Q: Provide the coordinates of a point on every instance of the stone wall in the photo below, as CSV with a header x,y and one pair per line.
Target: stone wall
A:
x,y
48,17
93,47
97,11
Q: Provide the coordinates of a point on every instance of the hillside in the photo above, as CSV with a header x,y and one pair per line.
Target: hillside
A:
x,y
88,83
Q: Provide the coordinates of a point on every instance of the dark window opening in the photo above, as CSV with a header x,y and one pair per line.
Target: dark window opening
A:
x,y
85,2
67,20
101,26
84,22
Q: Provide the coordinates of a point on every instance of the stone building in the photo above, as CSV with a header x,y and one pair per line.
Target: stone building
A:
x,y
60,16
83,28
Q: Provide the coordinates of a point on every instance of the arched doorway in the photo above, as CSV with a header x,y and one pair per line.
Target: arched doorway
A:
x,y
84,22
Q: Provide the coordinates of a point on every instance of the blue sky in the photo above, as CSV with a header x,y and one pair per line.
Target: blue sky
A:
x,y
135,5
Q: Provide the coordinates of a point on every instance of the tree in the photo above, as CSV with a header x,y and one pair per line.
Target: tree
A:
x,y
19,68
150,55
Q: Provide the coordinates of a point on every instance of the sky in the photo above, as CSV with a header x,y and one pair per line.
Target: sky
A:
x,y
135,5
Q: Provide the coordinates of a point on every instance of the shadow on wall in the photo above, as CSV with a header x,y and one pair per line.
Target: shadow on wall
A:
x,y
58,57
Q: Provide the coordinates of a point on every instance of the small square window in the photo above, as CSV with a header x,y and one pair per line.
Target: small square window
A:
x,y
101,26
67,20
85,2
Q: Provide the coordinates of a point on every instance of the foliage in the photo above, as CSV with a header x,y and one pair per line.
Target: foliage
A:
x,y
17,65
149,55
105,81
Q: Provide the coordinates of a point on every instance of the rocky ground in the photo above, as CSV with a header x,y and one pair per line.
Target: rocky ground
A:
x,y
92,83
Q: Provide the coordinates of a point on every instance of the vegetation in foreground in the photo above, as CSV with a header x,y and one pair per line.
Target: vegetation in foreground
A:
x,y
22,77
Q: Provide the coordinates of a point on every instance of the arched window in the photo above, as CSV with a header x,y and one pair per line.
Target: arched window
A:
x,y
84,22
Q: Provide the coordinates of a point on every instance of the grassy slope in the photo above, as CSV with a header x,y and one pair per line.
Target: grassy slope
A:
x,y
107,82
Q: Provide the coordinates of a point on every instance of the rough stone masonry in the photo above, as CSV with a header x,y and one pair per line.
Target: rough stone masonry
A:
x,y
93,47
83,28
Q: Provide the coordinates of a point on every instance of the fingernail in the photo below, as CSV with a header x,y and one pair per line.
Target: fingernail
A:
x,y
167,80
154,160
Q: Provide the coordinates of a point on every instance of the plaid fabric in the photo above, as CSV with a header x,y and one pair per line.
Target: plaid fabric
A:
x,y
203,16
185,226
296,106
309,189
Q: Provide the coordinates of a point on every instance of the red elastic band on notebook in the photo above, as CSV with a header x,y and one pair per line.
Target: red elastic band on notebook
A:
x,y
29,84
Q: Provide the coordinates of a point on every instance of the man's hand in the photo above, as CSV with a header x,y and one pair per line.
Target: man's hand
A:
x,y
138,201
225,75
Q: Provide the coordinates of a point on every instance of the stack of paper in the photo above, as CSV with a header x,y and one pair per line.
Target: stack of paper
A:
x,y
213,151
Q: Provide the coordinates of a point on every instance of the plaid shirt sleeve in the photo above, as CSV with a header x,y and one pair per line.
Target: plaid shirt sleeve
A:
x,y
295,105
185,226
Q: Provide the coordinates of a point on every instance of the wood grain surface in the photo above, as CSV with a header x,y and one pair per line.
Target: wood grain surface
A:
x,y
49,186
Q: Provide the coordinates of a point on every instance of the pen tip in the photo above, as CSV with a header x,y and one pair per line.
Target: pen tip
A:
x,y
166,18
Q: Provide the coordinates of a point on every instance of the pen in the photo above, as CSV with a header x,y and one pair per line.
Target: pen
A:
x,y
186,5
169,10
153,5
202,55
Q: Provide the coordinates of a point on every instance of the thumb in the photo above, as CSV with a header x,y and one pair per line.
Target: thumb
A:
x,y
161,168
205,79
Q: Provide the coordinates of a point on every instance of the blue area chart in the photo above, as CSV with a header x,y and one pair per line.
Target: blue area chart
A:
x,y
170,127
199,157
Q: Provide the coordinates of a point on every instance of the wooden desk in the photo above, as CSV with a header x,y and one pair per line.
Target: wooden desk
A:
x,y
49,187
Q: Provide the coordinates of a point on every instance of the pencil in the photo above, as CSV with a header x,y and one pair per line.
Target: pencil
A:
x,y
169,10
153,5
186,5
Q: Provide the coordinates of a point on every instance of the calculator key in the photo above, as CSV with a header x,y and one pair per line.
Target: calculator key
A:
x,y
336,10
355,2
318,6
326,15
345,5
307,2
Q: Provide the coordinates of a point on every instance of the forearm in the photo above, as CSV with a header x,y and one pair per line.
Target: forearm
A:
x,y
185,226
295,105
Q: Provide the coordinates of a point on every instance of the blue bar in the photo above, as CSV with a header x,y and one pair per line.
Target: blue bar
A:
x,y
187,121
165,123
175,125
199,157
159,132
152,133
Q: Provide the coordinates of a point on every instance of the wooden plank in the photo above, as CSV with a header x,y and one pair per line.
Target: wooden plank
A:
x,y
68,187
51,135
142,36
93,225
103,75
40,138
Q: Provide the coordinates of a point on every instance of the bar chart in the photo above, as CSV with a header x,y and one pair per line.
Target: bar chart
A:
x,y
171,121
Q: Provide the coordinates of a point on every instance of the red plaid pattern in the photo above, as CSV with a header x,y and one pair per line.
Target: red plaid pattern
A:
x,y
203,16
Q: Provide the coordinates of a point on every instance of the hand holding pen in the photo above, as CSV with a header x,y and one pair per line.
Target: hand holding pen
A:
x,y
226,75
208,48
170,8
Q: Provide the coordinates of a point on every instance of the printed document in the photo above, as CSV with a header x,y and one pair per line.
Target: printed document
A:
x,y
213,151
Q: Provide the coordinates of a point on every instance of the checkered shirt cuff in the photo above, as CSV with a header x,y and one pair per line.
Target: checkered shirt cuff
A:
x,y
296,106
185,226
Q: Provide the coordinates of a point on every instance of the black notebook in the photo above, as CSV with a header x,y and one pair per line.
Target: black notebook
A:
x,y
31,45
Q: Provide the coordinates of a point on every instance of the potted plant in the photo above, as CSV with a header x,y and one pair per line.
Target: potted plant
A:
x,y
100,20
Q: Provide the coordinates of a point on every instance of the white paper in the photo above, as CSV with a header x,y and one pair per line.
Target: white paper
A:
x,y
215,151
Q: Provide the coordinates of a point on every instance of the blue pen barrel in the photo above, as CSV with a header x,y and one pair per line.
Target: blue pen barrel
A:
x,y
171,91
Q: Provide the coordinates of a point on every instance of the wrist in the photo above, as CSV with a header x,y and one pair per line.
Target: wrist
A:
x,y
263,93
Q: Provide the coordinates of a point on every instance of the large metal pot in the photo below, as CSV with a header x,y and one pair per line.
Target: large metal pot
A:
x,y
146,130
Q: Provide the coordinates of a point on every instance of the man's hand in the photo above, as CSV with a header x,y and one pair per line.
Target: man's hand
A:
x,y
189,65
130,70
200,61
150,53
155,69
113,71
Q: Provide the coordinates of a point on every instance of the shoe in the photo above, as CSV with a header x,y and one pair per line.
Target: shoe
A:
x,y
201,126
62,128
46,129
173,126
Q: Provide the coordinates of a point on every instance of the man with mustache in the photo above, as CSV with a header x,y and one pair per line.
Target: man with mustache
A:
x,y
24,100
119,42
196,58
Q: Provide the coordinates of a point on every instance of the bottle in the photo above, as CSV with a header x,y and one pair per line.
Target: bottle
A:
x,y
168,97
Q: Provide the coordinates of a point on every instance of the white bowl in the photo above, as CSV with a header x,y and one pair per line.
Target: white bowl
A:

### Exercise instructions
Can you restate everything from the line that contains "the white paper" down to the end of the material, substituting "glass jar" for "bottle" and leaving all else unchanged?

### Answer to this problem
Q: Provide the coordinates of a point on every instance of the white paper in the photo above, as CSV with a header x,y and one pair per line.
Target: white paper
A:
x,y
215,151
Q: Provide the coordinates of a point on every instance of the blue pen barrel in the photo above, as CSV with a header x,y and one pair per line.
Target: blue pen barrel
A:
x,y
171,91
Q: Provide the coordinates of a point on every instance of the wrist in the photo above, as CSV with a header x,y and one pair per line.
Target: wrist
A:
x,y
263,93
Q: Provide the coordinates of a point on every instance of the large metal pot in the photo below, as CSV with a header x,y and one pair per line.
Target: large metal pot
A:
x,y
146,130
Q: Provide the coordinates of a point on every instance of the man's hand in the photo above, as CSV with a header x,y and one pair per line.
Target: man's hand
A:
x,y
189,65
130,70
200,61
150,53
155,69
113,71
Q: Provide the coordinates of a point on every instance of the shoe in the photo above, as CSV with a header x,y and one pair per line.
Target: shoe
A:
x,y
201,126
62,128
46,129
173,126
Q: Provide the coordinates of a point on every instance of the man with mustache in the photo above, as CSV with a header x,y and one pair per line.
Target: man with mustache
A:
x,y
24,100
119,42
196,58
Q: Provide the coordinates of a point on every instance of the glass jar in the photo above, as CSV with a header x,y and one pair per line.
Target: glass jar
A:
x,y
168,97
Q: Provide the coordinates of a point on every instance of the white bowl in the photo above, as CSV with a header x,y and one pair per line.
Target: white bowl
A:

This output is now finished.